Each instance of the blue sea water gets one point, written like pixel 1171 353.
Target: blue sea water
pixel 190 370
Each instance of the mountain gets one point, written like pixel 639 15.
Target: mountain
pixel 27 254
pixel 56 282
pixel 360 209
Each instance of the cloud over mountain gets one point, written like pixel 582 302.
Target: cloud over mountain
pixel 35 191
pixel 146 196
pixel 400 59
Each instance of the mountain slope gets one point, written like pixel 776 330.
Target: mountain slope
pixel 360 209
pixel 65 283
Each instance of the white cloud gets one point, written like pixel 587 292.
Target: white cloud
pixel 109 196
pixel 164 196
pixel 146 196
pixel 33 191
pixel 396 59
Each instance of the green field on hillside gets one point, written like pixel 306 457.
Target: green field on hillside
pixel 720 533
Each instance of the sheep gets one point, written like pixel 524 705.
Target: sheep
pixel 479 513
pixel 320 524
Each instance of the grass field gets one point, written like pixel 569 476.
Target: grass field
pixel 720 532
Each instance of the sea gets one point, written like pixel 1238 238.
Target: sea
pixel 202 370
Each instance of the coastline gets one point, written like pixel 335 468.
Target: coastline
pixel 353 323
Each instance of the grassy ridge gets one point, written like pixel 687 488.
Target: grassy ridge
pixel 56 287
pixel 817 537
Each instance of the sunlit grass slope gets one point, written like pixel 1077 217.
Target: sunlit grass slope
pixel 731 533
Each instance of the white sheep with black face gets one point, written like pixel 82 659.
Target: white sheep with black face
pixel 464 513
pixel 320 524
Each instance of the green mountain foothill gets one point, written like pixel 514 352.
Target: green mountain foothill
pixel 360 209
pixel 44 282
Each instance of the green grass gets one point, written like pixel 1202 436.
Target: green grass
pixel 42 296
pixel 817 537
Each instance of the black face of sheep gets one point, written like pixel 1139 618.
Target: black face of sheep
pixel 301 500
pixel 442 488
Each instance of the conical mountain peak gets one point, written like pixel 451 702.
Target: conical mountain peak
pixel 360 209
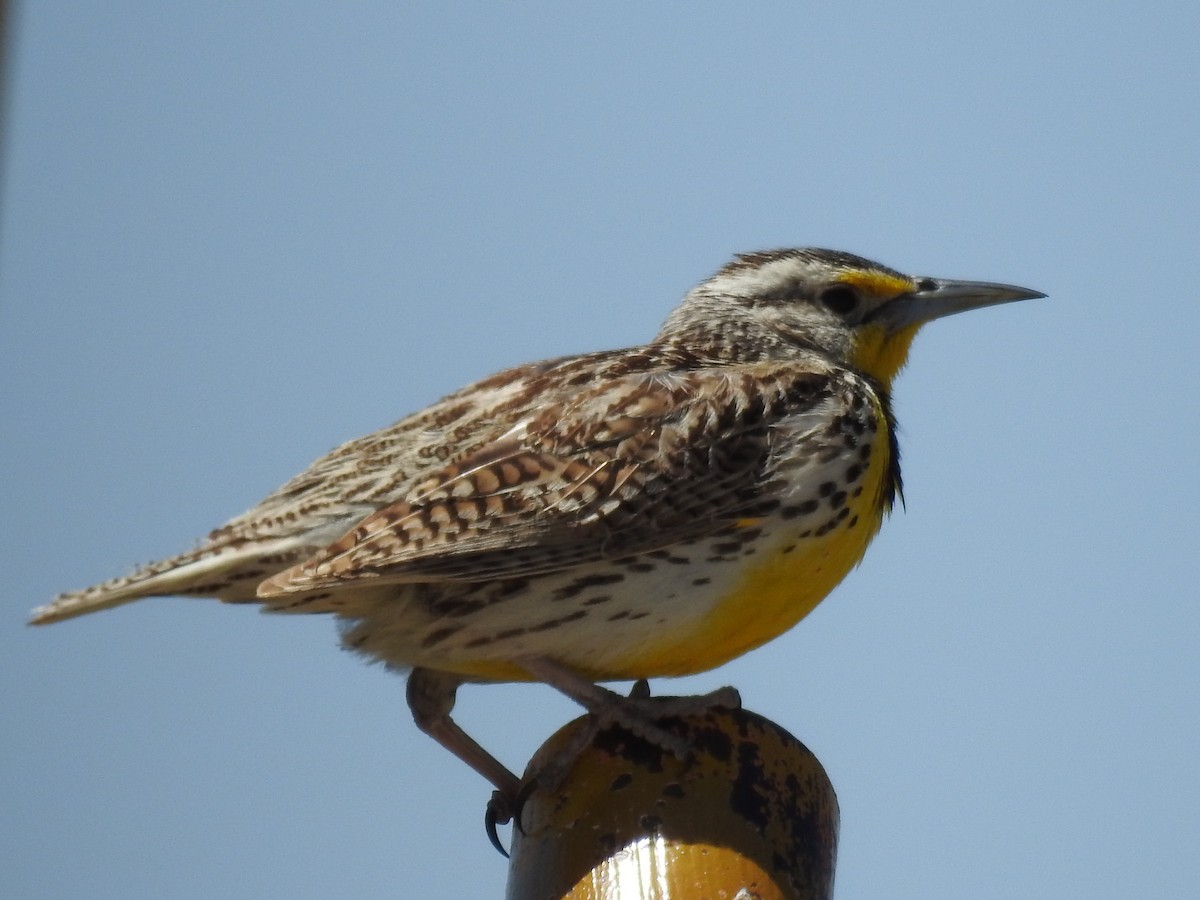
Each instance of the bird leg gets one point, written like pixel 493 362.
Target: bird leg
pixel 431 695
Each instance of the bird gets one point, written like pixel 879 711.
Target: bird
pixel 621 515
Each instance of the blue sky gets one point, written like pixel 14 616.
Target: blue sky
pixel 234 235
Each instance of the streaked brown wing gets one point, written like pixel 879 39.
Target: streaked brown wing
pixel 633 465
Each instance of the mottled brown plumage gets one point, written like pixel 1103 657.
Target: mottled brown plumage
pixel 654 510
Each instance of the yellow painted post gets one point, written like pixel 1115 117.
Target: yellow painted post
pixel 751 816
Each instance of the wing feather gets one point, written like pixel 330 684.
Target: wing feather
pixel 631 465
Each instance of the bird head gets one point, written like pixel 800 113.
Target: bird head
pixel 857 312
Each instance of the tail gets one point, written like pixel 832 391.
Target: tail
pixel 217 571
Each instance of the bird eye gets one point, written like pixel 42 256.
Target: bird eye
pixel 840 299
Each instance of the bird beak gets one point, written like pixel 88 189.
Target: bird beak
pixel 936 298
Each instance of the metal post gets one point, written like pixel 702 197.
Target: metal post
pixel 751 816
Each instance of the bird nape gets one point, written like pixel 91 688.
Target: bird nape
pixel 628 514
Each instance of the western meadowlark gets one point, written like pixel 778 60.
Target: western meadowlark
pixel 621 515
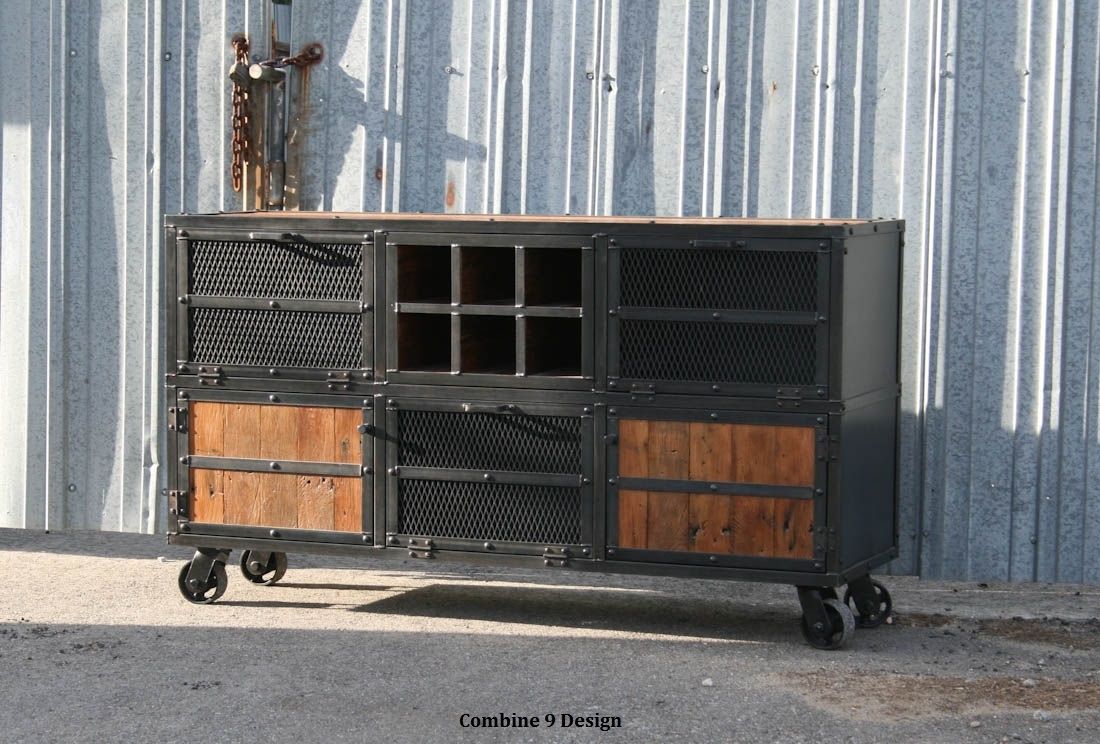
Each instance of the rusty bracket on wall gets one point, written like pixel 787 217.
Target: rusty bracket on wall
pixel 265 135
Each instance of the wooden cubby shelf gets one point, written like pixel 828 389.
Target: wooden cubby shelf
pixel 424 274
pixel 487 275
pixel 552 347
pixel 552 276
pixel 487 343
pixel 424 342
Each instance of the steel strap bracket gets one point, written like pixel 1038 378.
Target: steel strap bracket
pixel 556 557
pixel 422 548
pixel 177 504
pixel 339 381
pixel 177 418
pixel 210 375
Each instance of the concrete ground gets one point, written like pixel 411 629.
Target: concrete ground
pixel 97 645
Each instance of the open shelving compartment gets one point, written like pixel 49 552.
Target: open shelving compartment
pixel 513 310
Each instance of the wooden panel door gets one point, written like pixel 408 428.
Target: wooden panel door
pixel 716 488
pixel 289 433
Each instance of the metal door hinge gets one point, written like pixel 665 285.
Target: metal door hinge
pixel 420 548
pixel 339 381
pixel 177 419
pixel 210 375
pixel 556 557
pixel 177 504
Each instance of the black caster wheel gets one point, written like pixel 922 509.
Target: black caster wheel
pixel 266 572
pixel 840 630
pixel 213 588
pixel 881 611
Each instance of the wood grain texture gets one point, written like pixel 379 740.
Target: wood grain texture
pixel 278 433
pixel 316 502
pixel 278 500
pixel 242 498
pixel 794 523
pixel 668 525
pixel 316 430
pixel 241 437
pixel 754 526
pixel 634 448
pixel 349 446
pixel 206 428
pixel 208 500
pixel 348 504
pixel 794 456
pixel 633 516
pixel 711 529
pixel 703 522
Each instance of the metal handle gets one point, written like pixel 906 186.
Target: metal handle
pixel 277 237
pixel 486 408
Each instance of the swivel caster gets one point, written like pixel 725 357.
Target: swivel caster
pixel 827 623
pixel 871 601
pixel 263 568
pixel 199 590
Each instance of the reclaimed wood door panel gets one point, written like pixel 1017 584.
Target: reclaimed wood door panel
pixel 700 522
pixel 310 434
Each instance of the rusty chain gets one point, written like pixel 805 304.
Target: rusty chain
pixel 240 117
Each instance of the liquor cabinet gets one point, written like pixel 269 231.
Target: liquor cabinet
pixel 678 396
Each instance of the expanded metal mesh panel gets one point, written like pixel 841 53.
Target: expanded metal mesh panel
pixel 276 338
pixel 490 441
pixel 490 512
pixel 254 269
pixel 719 279
pixel 734 352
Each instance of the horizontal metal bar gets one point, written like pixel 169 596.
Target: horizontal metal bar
pixel 475 237
pixel 229 230
pixel 295 467
pixel 685 558
pixel 488 381
pixel 501 560
pixel 275 536
pixel 579 551
pixel 711 487
pixel 276 304
pixel 321 400
pixel 503 477
pixel 717 316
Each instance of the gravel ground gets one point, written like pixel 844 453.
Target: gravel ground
pixel 96 645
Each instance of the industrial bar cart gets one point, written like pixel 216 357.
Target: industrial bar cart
pixel 691 397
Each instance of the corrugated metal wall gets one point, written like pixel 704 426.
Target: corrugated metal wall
pixel 975 121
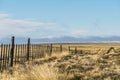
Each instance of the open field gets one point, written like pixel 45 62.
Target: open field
pixel 93 63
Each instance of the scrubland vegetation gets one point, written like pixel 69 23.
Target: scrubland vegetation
pixel 67 66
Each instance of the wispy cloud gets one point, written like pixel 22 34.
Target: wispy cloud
pixel 26 27
pixel 19 27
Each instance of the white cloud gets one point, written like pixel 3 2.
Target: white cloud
pixel 3 15
pixel 11 26
pixel 35 29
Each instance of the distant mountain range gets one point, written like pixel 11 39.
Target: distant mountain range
pixel 66 39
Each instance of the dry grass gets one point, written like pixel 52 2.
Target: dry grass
pixel 30 72
pixel 65 66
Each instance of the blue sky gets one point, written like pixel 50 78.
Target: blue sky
pixel 56 18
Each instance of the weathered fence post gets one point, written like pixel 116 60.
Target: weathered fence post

────────────────────

**Assignment:**
Using the entries above, state how many lines contain the string "fence"; the number is all that is needed.

**Answer space:**
2